# WHAT IS NEEDED:
Rewrite the records below, replacing each occurrence of "Express coordinates" with "Give the coordinates" and leaving everything else as it is.

[Detection annotation records]

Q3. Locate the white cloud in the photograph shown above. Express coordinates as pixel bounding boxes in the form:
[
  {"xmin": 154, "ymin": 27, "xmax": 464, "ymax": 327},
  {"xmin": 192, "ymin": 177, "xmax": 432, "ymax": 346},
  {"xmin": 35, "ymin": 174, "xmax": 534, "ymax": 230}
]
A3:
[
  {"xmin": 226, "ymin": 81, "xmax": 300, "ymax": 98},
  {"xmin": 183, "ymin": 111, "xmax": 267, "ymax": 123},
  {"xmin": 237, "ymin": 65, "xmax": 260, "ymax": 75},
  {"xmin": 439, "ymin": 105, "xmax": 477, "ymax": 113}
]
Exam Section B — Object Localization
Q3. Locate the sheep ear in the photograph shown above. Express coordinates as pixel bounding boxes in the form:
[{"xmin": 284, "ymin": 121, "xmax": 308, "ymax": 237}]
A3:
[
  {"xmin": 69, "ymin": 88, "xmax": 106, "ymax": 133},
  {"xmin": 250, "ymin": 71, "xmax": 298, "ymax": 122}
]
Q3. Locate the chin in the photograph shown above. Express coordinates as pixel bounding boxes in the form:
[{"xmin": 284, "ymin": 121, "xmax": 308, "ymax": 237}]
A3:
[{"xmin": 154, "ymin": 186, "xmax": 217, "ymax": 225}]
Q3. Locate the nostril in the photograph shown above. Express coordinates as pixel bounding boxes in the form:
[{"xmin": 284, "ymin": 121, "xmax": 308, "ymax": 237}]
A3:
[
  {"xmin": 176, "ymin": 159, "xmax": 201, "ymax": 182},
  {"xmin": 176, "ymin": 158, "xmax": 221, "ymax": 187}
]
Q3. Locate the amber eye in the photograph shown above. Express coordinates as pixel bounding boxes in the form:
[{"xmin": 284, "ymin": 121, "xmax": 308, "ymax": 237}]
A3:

# RESPONSE TO THIS TASK:
Q3. Locate the white cloud in the photograph shown above. Give the coordinates as pixel bounding boxes in the form:
[
  {"xmin": 154, "ymin": 27, "xmax": 464, "ymax": 327},
  {"xmin": 192, "ymin": 177, "xmax": 432, "ymax": 346},
  {"xmin": 35, "ymin": 174, "xmax": 534, "ymax": 230}
]
A3:
[
  {"xmin": 226, "ymin": 81, "xmax": 300, "ymax": 98},
  {"xmin": 183, "ymin": 111, "xmax": 267, "ymax": 123},
  {"xmin": 237, "ymin": 65, "xmax": 260, "ymax": 75},
  {"xmin": 439, "ymin": 105, "xmax": 477, "ymax": 113}
]
Exam Section B — Object Localization
Q3. Locate the sheep ear in the photograph shown above. Give the coordinates as pixel bounding boxes in the form:
[{"xmin": 284, "ymin": 121, "xmax": 308, "ymax": 237}]
A3:
[
  {"xmin": 69, "ymin": 88, "xmax": 106, "ymax": 133},
  {"xmin": 250, "ymin": 71, "xmax": 298, "ymax": 122}
]
Q3. Locate the chin in the photograph shown above. Give the coordinates as pixel bounding boxes in the form:
[{"xmin": 284, "ymin": 121, "xmax": 308, "ymax": 237}]
A3:
[{"xmin": 154, "ymin": 186, "xmax": 217, "ymax": 225}]
Q3. Locate the nostril in the photograph shown above. Give the coordinates as pixel bounding boxes in the form:
[{"xmin": 284, "ymin": 121, "xmax": 308, "ymax": 237}]
A3:
[
  {"xmin": 176, "ymin": 159, "xmax": 201, "ymax": 182},
  {"xmin": 176, "ymin": 158, "xmax": 221, "ymax": 187}
]
Q3. Locate the amber eye in the photograph shown above. Give the coordinates as pixel bounding boxes in the form:
[{"xmin": 284, "ymin": 121, "xmax": 308, "ymax": 237}]
A3:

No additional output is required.